TESTO FORNITO:

- - -

Uno degli aspetti che sta emergendo con forza dall’analisi dell’andamento degli ETF Smart Beta o fattoriali è la sottoperformance di quelli che dovevano essere i fattori a maggiore potenziale come gli studi di Fama-French hanno confermato negli anni, ovvero il value e le mid e small cap. Rispetto ad altri fattori che nel corso del tempo hanno affiancato quelli che sembravano mostri sacri dell’asset allocation le attese degli investitori erano alte, ma per ora sono andate deluse.
Negli ultimi 5 anni gli ETF Smart Beta che investono su quality, momentum e minima volatilità hanno fatto meglio di value e mid cap. E non di poco.

- - -

DOMANDE:
a - Le seguenti affermazioni concordano con il testo fornito? (i) Negli ultimi 5 anni gli ETF Smart Beta su quality hanno fatto meglio di quelli value. (ii) Finora le attese degli investitori sui fattori value e small cap sono state soddisfatte. (iii) Gli studi di Fama-French hanno confermato negli anni il potenziale del value e delle mid e small cap.
b - Come diventa, nel testo fornito, il passo che si apre con le parole contenenti "Uno degli aspetti" e si chiude con "non di poco.", se sostituisci "investitori" con "risparmiatori"?
L'elenco che segue non è necessario.

MATERIALE FORNITO:

- - -

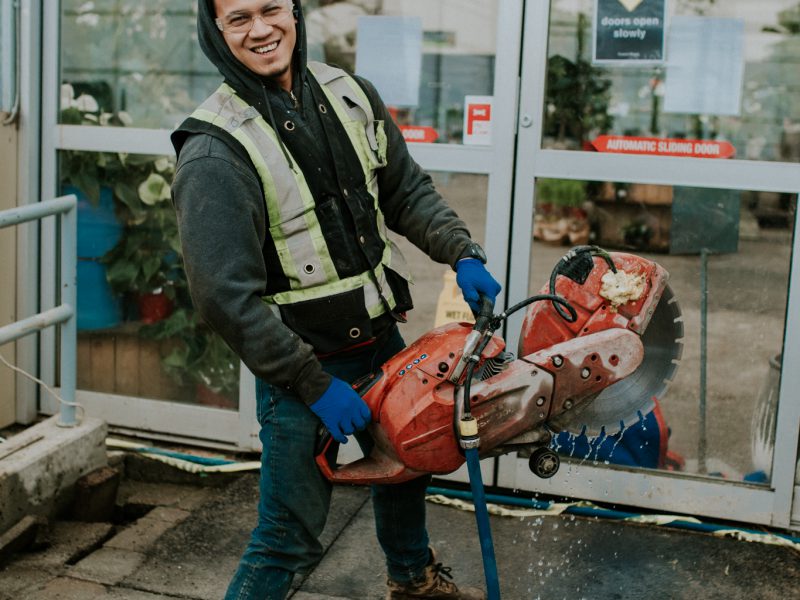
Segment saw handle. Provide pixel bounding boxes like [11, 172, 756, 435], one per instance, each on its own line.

- - -

ELENCO RISPOSTE:
a -
(i) Sì: «Negli ultimi 5 anni gli ETF Smart Beta che investono su quality, momentum e minima volatilità hanno fatto meglio di value e mid cap.»
(ii) No: «le attese degli investitori erano alte, ma per ora sono andate deluse.»
(iii) Sì: «quelli che dovevano essere i fattori a maggiore potenziale come gli studi di Fama-French hanno confermato negli anni, ovvero il value e le mid e small cap»

b -
Uno degli aspetti che sta emergendo con forza dall’analisi dell’andamento degli ETF Smart Beta o fattoriali è la sottoperformance di quelli che dovevano essere i fattori a maggiore potenziale come gli studi di Fama-French hanno confermato negli anni, ovvero il value e le mid e small cap. Rispetto ad altri fattori che nel corso del tempo hanno affiancato quelli che sembravano mostri sacri dell’asset allocation le attese degli risparmiatori erano alte, ma per ora sono andate deluse.
Negli ultimi 5 anni gli ETF Smart Beta che investono su quality, momentum e minima volatilità hanno fatto meglio di value e mid cap. E non di poco.